Transcribe all the records with complete accuracy.

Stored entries
────────────────────────────────────────
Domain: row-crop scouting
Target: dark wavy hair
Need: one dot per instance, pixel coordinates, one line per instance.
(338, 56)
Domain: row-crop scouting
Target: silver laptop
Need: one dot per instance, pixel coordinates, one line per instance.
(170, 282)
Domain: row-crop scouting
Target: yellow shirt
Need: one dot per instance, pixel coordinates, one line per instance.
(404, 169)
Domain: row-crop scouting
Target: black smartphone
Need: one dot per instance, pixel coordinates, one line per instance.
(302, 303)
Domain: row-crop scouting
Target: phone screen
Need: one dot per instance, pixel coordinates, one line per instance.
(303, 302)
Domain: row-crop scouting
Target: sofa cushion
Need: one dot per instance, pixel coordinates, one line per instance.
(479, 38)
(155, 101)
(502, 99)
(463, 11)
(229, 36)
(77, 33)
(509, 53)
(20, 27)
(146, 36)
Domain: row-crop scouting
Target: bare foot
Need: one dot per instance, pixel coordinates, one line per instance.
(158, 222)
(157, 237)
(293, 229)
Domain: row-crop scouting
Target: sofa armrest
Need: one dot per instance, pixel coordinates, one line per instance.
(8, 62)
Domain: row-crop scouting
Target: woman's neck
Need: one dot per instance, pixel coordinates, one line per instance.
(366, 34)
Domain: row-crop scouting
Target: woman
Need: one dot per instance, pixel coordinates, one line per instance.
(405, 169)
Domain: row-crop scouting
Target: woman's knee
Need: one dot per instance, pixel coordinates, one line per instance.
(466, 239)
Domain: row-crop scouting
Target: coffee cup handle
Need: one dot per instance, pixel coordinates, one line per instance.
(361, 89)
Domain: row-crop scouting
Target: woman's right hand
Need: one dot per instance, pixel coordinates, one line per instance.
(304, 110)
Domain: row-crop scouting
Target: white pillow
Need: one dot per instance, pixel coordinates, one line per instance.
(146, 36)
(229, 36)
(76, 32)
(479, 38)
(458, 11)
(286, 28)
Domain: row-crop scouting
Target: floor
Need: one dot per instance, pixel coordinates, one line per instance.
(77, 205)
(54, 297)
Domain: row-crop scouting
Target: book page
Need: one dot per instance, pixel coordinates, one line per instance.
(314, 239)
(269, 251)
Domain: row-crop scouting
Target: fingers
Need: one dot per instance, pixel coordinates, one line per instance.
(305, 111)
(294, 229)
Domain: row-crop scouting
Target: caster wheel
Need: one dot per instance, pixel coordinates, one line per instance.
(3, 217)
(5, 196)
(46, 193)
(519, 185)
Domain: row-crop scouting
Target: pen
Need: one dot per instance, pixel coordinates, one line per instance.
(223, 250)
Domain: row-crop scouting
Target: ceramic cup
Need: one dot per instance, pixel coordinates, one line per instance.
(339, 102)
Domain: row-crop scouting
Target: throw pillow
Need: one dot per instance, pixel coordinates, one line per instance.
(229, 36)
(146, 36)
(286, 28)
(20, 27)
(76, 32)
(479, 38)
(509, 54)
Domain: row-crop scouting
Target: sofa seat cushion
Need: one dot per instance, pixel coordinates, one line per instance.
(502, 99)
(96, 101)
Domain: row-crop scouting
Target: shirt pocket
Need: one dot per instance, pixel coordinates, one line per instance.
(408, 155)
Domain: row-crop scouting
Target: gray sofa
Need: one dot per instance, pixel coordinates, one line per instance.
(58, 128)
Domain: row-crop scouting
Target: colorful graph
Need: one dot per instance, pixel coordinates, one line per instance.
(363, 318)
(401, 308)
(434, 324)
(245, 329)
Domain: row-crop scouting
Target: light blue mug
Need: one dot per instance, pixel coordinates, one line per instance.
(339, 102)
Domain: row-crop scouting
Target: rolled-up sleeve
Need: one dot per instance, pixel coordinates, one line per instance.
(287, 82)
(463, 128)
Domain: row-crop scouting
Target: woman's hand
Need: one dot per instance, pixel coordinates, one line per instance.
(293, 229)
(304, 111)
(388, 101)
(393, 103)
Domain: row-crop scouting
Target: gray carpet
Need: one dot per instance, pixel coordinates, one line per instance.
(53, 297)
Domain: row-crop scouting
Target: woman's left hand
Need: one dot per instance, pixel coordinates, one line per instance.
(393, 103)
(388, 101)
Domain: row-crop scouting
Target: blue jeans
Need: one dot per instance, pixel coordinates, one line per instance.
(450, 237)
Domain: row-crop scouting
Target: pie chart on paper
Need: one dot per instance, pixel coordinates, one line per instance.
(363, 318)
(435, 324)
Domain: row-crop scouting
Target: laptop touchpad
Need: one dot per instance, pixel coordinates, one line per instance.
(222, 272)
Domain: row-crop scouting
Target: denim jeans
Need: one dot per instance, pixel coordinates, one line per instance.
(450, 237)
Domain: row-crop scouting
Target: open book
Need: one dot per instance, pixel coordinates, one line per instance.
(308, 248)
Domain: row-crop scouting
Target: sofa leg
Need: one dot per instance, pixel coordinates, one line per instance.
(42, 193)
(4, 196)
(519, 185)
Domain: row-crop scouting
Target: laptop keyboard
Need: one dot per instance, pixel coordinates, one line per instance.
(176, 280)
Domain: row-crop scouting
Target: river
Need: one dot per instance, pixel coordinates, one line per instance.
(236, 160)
────────────────────────────────────────
Task response -
Domain: row-crop scouting
Target: dark wavy hair
Need: one dot per instance, pixel coordinates, one line per instance.
(338, 56)
Domain: row-crop scouting
Target: silver laptop
Need: one dot per instance, pixel coordinates, one line per instance.
(170, 282)
Domain: row-crop scouting
Target: yellow shirt
Need: one dot per instance, pixel coordinates, one line per instance.
(404, 169)
Domain: row-crop scouting
Target: black smartphone
Need: one dot per instance, pixel coordinates, one line per instance.
(302, 303)
Domain: row-crop scouting
Target: phone screen
Need: one dot per instance, pixel coordinates, one line per instance.
(303, 302)
Domain: row-crop scouting
Target: sofa cushion
Need: one dot per instance, pixel coordinates, one line per instance.
(479, 38)
(155, 101)
(502, 99)
(463, 11)
(229, 36)
(77, 33)
(509, 53)
(20, 27)
(146, 36)
Domain: row-crop scouting
Target: bare foot
Need: one dot per instance, pixel coordinates, one line per instance.
(158, 222)
(157, 237)
(293, 229)
Domain: row-crop scouting
Target: sofa armrest
Need: one dot per instance, pixel coordinates, one line per instance.
(8, 62)
Domain: row-crop scouting
Target: woman's neck
Need: one dot per instance, pixel coordinates, one line per instance.
(366, 34)
Domain: row-crop scouting
Target: woman
Need: one dot per instance, pixel coordinates, one line per instance.
(405, 169)
Domain: row-crop scouting
Target: woman's knee
Need: one dot per instance, pixel coordinates, one line per instance.
(466, 239)
Domain: row-crop scouting
Target: coffee cup handle
Need: one dot per instance, pixel coordinates, one line per instance.
(361, 89)
Domain: row-crop scouting
Target: woman's right hand
Need: one dot per instance, pixel coordinates, one line per instance.
(304, 110)
Domain: row-crop scouting
Target: white pillow
Need: one dot per instance, pixel coordinates, one line per instance.
(146, 36)
(229, 36)
(76, 32)
(479, 38)
(458, 11)
(286, 28)
Domain: row-crop scouting
Target: floor
Need: one dot per instance, pixel coordinates, one line per instance.
(77, 205)
(54, 297)
Domain: row-crop scouting
Target: book page
Need: one dot per instance, pixel coordinates, one line per instance.
(314, 239)
(269, 251)
Domain: row-crop scouting
Target: fingers
Need: one dot per instance, pixel coordinates, one line per instance.
(305, 111)
(294, 229)
Domain: row-crop scouting
Target: caster wheel
Need: one dot per instance, pixel coordinates, one line per instance.
(3, 217)
(5, 196)
(46, 193)
(519, 185)
Domain: row-crop scouting
Target: pen
Need: one dot per instance, pixel coordinates, one line per instance.
(223, 250)
Domain: row-crop scouting
Target: ceramic cup
Need: one dot per instance, pixel coordinates, one line per instance.
(339, 102)
Domain: row-crop scouting
Target: throw pillow
Need: one dot per instance, pixel coordinates, one line per instance.
(229, 36)
(146, 36)
(286, 28)
(20, 27)
(76, 32)
(479, 38)
(509, 54)
Domain: row-crop scouting
Target: sofa seat cushion
Need: one dot per instance, pixel coordinates, one line per instance.
(502, 99)
(96, 101)
Domain: row-crop scouting
Target: shirt pocket
Need: one dot per instance, pixel coordinates, one line per instance.
(408, 155)
Domain: row-crop scouting
Target: gray sofa
Need: one dot per instance, pixel coordinates, one line per instance.
(58, 128)
Domain: row-crop scouting
Target: colorful graph
Need: one dot per instance, pixel coordinates, one line per instance.
(363, 318)
(401, 308)
(434, 324)
(245, 329)
Domain: row-crop scouting
Target: light blue mug
Need: one dot per instance, pixel coordinates, one line per instance.
(339, 102)
Domain: row-crop scouting
Target: rolled-up sleeve
Need: one dot per instance, pixel coordinates, one line per instance.
(287, 82)
(463, 128)
Domain: row-crop scouting
Target: woman's hand
Need: one dot per instance, pixel coordinates, one line per instance.
(293, 229)
(304, 111)
(388, 101)
(393, 103)
Domain: row-crop scouting
Target: gray carpet
Need: one dot per instance, pixel coordinates, one line per instance.
(53, 297)
Domain: row-crop scouting
Target: woman's left hand
Need: one dot per instance, pixel coordinates, one line per instance.
(393, 103)
(388, 101)
Domain: row-crop scouting
Target: blue jeans
Need: one dot per instance, pixel coordinates, one line per instance.
(450, 237)
Domain: row-crop scouting
Target: pie chart on paper
Need: one dot per instance, pixel coordinates, one line per instance.
(363, 318)
(435, 324)
Domain: row-crop scouting
Target: laptop touchpad
Need: one dot per instance, pixel coordinates, one line per instance.
(222, 272)
Domain: row-crop scouting
Target: denim jeans
Need: one dot per instance, pixel coordinates, one line per instance.
(450, 237)
Domain: row-crop scouting
Target: open book
Need: one dot per instance, pixel coordinates, one line per instance.
(308, 248)
Domain: row-crop scouting
Target: sofa leg
Need: one dot per instance, pixel coordinates, one line per instance.
(42, 193)
(4, 196)
(519, 185)
Domain: row-crop scouting
Target: laptop keyboard
Need: one dot per instance, pixel coordinates, one line per instance.
(176, 280)
Domain: row-crop scouting
Target: river
Need: one dot per instance, pixel coordinates, one line per instance.
(236, 160)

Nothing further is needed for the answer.